▶ Problem requirements:
Retype the tail of the data exactly, starting at the line containing "on the distant" and stopping at the last line.
[Supplied records — start]
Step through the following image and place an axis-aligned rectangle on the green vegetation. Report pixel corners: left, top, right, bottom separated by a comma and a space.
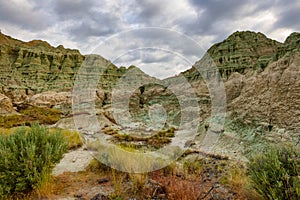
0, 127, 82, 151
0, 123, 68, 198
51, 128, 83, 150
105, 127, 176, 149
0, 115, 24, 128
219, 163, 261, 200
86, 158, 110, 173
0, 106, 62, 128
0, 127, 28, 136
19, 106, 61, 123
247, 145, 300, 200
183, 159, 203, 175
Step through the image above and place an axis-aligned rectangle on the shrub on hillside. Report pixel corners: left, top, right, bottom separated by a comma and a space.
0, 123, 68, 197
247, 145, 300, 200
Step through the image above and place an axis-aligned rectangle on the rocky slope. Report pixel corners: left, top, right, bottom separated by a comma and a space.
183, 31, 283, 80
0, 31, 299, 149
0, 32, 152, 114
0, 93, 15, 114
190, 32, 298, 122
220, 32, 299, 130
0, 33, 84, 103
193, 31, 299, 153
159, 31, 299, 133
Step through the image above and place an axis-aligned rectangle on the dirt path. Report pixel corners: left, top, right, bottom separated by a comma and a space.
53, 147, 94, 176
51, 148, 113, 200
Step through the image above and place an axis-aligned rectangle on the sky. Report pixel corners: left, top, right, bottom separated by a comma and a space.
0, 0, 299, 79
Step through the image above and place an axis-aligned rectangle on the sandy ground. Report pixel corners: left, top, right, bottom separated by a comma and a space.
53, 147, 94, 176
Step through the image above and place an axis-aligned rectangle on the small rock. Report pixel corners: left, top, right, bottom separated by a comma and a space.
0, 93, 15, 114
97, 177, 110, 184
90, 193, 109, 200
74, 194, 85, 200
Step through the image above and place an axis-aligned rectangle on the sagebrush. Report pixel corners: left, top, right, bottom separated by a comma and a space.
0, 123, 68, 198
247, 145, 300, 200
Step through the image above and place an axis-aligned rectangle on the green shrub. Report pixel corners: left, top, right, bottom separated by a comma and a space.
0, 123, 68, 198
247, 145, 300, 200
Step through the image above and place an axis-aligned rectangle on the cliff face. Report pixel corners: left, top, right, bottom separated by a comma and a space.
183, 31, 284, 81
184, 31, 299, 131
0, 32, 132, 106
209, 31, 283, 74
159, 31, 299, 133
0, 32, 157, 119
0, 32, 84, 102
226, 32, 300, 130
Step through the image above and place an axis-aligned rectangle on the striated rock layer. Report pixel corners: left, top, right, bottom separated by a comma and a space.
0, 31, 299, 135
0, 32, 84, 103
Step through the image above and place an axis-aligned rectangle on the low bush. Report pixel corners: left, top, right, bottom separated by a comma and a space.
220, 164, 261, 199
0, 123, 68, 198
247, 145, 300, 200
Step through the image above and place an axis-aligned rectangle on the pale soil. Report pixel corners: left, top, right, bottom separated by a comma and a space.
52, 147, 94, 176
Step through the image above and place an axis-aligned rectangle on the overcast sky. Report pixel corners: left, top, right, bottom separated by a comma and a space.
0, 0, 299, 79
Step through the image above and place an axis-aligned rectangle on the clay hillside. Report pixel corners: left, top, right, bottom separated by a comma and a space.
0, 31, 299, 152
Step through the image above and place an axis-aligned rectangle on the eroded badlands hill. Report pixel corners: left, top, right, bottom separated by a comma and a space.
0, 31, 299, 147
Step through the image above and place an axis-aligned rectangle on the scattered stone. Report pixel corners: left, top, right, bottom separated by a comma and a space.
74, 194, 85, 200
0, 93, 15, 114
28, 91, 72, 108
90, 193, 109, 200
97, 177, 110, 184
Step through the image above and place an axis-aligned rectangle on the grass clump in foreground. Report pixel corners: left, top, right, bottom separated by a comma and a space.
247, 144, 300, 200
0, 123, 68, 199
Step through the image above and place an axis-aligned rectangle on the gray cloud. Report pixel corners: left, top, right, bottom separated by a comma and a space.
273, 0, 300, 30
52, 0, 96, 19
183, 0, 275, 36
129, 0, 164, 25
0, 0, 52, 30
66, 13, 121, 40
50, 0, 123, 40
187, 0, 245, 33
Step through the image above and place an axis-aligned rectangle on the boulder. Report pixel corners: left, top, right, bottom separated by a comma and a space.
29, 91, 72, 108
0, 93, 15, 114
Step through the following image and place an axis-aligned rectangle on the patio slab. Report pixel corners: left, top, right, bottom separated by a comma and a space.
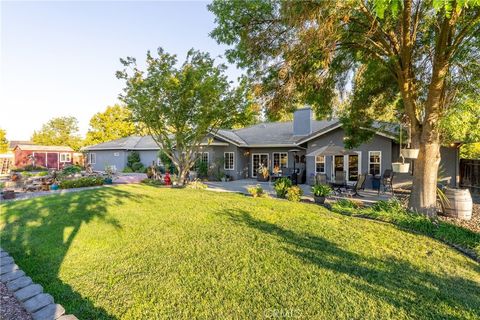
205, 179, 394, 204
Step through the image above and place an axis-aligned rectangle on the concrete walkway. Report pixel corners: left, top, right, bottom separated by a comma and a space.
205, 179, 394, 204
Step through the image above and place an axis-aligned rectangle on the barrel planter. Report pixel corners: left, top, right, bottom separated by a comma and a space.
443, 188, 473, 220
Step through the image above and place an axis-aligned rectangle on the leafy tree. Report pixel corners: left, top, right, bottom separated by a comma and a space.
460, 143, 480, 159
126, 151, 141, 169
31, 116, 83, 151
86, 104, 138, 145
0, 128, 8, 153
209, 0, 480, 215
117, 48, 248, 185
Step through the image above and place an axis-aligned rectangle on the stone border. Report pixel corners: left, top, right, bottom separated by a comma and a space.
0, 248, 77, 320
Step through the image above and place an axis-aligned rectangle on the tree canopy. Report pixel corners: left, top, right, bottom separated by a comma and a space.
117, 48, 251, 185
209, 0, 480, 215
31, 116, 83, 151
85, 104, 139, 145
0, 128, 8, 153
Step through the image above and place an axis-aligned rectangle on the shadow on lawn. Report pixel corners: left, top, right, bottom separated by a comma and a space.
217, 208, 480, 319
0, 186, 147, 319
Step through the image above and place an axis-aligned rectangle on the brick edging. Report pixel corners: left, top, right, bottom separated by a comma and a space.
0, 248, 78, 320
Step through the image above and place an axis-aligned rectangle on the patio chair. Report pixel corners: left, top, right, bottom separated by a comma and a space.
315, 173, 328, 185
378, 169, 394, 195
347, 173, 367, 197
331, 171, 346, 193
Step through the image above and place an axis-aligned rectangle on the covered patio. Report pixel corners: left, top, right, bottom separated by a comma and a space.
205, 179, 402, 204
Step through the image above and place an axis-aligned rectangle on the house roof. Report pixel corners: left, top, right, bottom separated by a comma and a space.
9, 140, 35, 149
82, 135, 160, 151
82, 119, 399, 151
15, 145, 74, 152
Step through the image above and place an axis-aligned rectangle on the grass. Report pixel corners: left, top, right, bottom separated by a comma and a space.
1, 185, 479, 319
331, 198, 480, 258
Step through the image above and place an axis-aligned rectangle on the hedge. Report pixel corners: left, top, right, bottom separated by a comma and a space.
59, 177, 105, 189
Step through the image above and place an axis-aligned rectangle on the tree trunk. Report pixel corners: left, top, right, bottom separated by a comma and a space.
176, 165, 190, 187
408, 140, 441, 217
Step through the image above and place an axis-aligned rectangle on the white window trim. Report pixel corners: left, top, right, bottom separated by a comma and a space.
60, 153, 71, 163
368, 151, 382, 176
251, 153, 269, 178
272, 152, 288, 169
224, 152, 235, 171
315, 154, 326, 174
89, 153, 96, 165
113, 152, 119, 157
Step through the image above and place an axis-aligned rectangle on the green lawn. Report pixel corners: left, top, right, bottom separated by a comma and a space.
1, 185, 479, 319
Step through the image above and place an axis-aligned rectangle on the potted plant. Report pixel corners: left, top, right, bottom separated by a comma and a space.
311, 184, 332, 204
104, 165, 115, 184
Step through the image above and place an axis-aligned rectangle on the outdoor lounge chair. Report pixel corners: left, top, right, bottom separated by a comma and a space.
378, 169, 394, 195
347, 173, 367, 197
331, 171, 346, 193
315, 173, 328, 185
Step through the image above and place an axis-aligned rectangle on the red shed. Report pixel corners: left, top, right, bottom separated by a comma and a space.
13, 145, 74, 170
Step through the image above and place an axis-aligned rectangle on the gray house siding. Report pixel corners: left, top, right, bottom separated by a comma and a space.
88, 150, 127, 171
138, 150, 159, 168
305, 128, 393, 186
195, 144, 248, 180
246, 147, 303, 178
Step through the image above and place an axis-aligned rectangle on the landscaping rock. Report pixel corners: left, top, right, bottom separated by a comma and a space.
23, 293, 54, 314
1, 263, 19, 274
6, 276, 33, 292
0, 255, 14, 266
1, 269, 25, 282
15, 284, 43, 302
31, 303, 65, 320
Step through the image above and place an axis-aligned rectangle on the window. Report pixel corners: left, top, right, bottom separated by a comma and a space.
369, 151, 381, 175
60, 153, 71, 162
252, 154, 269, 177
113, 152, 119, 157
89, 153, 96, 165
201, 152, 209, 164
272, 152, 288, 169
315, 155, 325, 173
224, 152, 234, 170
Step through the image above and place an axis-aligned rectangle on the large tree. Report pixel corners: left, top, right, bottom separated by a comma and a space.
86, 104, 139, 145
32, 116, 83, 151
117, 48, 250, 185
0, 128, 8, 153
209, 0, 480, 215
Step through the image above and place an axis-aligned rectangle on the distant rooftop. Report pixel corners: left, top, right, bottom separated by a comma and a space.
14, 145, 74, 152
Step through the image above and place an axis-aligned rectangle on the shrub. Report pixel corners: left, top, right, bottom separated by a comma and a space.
[Supplied records — finish]
▶ Response to this exercise:
Step through the image above and place an axis-aligned rectangle on the distant rooftop. Report pixel corners: left, top, right, bottom separated by a comma and a space.
14, 145, 74, 152
Step through the image above and place an axis-aligned rectangle on the shrub. Report pixel corners: left, top, right, bottom separated by a comma and a space.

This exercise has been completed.